### GIVEN TASK
Print the following lines back without changing anything in them.

### DATA FOR THIS EXERCISE

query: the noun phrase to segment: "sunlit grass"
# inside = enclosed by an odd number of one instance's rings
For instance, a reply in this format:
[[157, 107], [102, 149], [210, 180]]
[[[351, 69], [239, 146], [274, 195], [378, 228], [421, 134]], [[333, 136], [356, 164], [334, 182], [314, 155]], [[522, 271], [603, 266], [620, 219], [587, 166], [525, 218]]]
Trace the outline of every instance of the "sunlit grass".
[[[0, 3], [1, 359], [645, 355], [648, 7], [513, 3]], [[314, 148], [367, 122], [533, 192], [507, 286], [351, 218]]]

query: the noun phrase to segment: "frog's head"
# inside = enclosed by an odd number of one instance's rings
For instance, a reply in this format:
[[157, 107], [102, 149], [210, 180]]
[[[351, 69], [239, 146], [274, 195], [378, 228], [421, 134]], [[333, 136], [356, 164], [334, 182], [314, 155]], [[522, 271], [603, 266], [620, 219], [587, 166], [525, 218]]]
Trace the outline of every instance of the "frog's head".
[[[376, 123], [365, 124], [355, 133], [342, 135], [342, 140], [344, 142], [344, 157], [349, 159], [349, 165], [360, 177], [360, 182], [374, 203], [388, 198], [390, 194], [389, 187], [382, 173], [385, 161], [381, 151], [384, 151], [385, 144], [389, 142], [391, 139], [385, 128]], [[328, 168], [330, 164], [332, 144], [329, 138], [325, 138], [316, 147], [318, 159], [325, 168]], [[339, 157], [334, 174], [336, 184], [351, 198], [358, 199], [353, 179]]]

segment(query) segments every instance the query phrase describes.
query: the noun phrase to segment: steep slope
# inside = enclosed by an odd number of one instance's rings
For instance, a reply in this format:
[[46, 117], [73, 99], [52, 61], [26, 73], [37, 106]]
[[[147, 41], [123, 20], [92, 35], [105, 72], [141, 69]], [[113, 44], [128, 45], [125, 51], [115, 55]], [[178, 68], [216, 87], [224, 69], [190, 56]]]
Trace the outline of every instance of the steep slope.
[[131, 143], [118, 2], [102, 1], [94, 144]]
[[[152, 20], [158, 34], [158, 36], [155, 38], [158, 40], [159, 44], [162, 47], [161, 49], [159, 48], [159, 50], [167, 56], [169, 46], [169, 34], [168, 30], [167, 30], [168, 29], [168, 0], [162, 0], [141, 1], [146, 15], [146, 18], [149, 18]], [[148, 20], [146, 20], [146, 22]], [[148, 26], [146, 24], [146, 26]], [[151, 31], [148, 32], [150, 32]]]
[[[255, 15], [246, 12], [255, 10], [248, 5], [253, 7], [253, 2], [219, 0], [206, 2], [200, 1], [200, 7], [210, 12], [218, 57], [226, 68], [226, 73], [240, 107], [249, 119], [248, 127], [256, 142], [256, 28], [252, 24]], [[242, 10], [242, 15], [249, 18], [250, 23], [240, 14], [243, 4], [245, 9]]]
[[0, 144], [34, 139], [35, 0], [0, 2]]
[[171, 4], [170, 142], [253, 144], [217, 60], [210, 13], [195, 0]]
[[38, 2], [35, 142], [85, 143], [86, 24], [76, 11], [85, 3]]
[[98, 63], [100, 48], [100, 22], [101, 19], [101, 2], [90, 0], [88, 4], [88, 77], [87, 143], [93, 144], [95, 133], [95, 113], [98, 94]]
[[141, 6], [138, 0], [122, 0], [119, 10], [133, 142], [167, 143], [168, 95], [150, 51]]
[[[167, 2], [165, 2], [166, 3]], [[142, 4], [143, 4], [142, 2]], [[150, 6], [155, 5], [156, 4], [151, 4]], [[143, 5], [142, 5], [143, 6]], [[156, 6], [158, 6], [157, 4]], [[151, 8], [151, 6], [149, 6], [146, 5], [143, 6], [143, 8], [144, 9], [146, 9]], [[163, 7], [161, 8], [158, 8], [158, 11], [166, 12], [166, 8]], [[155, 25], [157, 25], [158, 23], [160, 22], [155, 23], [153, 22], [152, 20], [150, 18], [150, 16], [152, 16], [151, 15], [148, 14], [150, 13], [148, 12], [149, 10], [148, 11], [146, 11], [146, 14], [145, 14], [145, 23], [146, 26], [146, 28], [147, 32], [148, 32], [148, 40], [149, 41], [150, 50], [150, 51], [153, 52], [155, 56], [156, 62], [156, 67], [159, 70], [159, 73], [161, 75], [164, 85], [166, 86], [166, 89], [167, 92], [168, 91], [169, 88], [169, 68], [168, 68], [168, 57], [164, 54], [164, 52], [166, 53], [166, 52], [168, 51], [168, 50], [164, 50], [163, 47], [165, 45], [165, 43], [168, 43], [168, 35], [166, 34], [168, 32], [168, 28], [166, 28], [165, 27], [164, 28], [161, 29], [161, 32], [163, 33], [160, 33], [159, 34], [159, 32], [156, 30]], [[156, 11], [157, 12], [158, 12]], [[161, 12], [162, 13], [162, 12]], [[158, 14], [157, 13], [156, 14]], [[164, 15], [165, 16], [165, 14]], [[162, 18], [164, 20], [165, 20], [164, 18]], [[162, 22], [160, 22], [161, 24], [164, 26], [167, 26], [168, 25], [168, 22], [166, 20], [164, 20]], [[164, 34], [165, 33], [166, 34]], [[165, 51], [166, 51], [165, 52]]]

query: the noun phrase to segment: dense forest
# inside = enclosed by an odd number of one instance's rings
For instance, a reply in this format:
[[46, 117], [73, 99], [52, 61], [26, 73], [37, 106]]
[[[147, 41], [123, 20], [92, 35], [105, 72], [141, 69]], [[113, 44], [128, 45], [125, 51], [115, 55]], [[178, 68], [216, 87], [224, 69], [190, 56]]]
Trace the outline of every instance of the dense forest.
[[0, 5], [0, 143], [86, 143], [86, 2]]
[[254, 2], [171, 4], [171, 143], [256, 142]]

### SOLUTION TO THIS TASK
query: the noun phrase to segment: "sunlit grass"
# inside = enclosed by an odd number of one instance's rings
For instance, a reply in this format:
[[157, 107], [102, 149], [210, 180]]
[[[351, 69], [239, 146], [274, 195], [378, 228], [421, 134]], [[333, 136], [356, 164], [334, 182], [314, 155]], [[522, 271], [603, 266], [620, 219], [587, 166], [525, 218]]]
Trace the outline of every instance of the "sunlit grass".
[[[0, 3], [1, 359], [645, 355], [648, 7], [513, 3]], [[314, 148], [367, 122], [533, 192], [507, 286], [351, 218]]]

query: the noun phrase to segment: "frog's head"
# inside = enclosed by an odd number of one instance's rings
For instance, a reply in this format:
[[157, 107], [102, 149], [210, 180]]
[[[351, 69], [239, 146], [274, 195], [378, 228], [421, 134]], [[333, 136], [356, 164], [334, 182], [314, 155]], [[522, 271], [603, 266], [620, 219], [587, 166], [525, 218]]]
Trace the outline of every instance of the "frog's head".
[[[376, 123], [365, 124], [355, 133], [342, 135], [342, 140], [344, 142], [344, 157], [349, 159], [349, 165], [360, 177], [360, 182], [374, 203], [388, 198], [390, 194], [389, 187], [382, 173], [385, 161], [381, 151], [384, 151], [385, 144], [389, 142], [391, 139], [385, 128]], [[328, 168], [330, 164], [332, 144], [329, 138], [325, 138], [316, 147], [318, 159], [325, 168]], [[339, 157], [334, 174], [336, 184], [351, 198], [358, 199], [353, 179]]]

segment(query) segments every instance the query phrase describes.
query: the noun phrase to segment: steep slope
# inside = enclosed by an odd number of one instance's rings
For instance, a reply in this format:
[[46, 117], [73, 99], [52, 61], [26, 73], [37, 106]]
[[[147, 41], [123, 20], [92, 35], [105, 72], [141, 69]], [[113, 44], [128, 45], [125, 51], [115, 55]], [[178, 68], [216, 87], [224, 69], [190, 56]]]
Trace the outline of every instance of the steep slope.
[[131, 143], [118, 2], [102, 1], [94, 144]]
[[[152, 20], [158, 34], [158, 36], [155, 38], [158, 40], [159, 44], [162, 47], [161, 49], [159, 48], [159, 50], [167, 56], [169, 46], [169, 34], [168, 30], [167, 30], [168, 29], [168, 0], [162, 0], [141, 1], [146, 15], [146, 18], [149, 18]], [[148, 20], [146, 20], [146, 22]], [[148, 26], [146, 24], [146, 26]], [[151, 31], [148, 32], [150, 32]]]
[[[255, 15], [246, 12], [255, 10], [248, 5], [253, 7], [253, 2], [219, 0], [206, 2], [200, 1], [200, 7], [210, 12], [218, 57], [226, 68], [226, 73], [240, 107], [249, 119], [248, 127], [256, 142], [256, 28], [252, 24]], [[242, 10], [242, 15], [249, 18], [250, 23], [240, 14], [243, 4], [245, 9]]]
[[0, 144], [34, 139], [35, 0], [0, 2]]
[[171, 4], [170, 142], [253, 144], [217, 60], [210, 13], [195, 0]]
[[38, 2], [35, 142], [85, 143], [86, 24], [76, 11], [85, 3]]
[[98, 63], [100, 48], [100, 22], [101, 19], [101, 2], [90, 0], [88, 4], [88, 77], [87, 143], [93, 144], [95, 133], [95, 113], [98, 94]]
[[141, 6], [138, 0], [122, 0], [119, 10], [133, 142], [167, 143], [168, 95], [150, 51]]
[[[167, 2], [165, 2], [166, 3]], [[142, 4], [143, 4], [142, 2]], [[150, 6], [155, 5], [156, 4], [151, 4]], [[143, 5], [142, 5], [143, 6]], [[156, 6], [158, 6], [157, 4]], [[151, 8], [151, 6], [149, 6], [146, 5], [143, 6], [143, 8], [144, 9], [146, 9]], [[163, 7], [161, 8], [158, 8], [158, 11], [166, 12], [166, 8]], [[155, 25], [157, 25], [158, 23], [160, 22], [155, 23], [153, 22], [152, 20], [150, 18], [150, 16], [152, 16], [151, 15], [148, 14], [150, 13], [148, 12], [149, 10], [148, 11], [146, 11], [146, 14], [145, 14], [145, 23], [146, 26], [146, 28], [147, 32], [148, 32], [148, 40], [149, 41], [150, 50], [150, 51], [153, 52], [155, 56], [156, 62], [156, 67], [159, 70], [159, 73], [161, 75], [164, 85], [166, 86], [166, 89], [167, 92], [168, 91], [169, 88], [169, 68], [168, 68], [168, 57], [164, 54], [164, 52], [166, 53], [166, 52], [168, 51], [168, 50], [164, 50], [163, 47], [165, 45], [165, 43], [168, 43], [168, 35], [166, 34], [168, 32], [168, 28], [166, 28], [165, 27], [164, 28], [161, 29], [161, 32], [163, 33], [160, 33], [159, 34], [159, 32], [156, 30]], [[156, 11], [157, 12], [158, 12]], [[161, 12], [162, 13], [162, 12]], [[158, 14], [157, 13], [156, 14]], [[164, 15], [165, 16], [165, 14]], [[162, 18], [164, 20], [165, 20], [164, 18]], [[162, 22], [160, 22], [161, 24], [164, 26], [167, 26], [168, 25], [168, 22], [166, 20], [164, 20]], [[164, 34], [165, 33], [166, 34]], [[165, 51], [166, 51], [165, 52]]]

query: the noun phrase to segment: dense forest
# inside = enclosed by an odd number of one instance's rings
For instance, a reply in this format:
[[46, 117], [73, 99], [52, 61], [26, 73], [37, 106]]
[[[147, 41], [123, 20], [92, 35], [105, 72], [141, 69]], [[113, 44], [128, 45], [125, 51], [115, 55]], [[178, 68], [216, 87], [224, 69], [190, 56]]]
Trace the outline of every instance of the dense forest.
[[0, 5], [0, 143], [86, 143], [86, 2]]
[[254, 2], [171, 4], [171, 143], [256, 142]]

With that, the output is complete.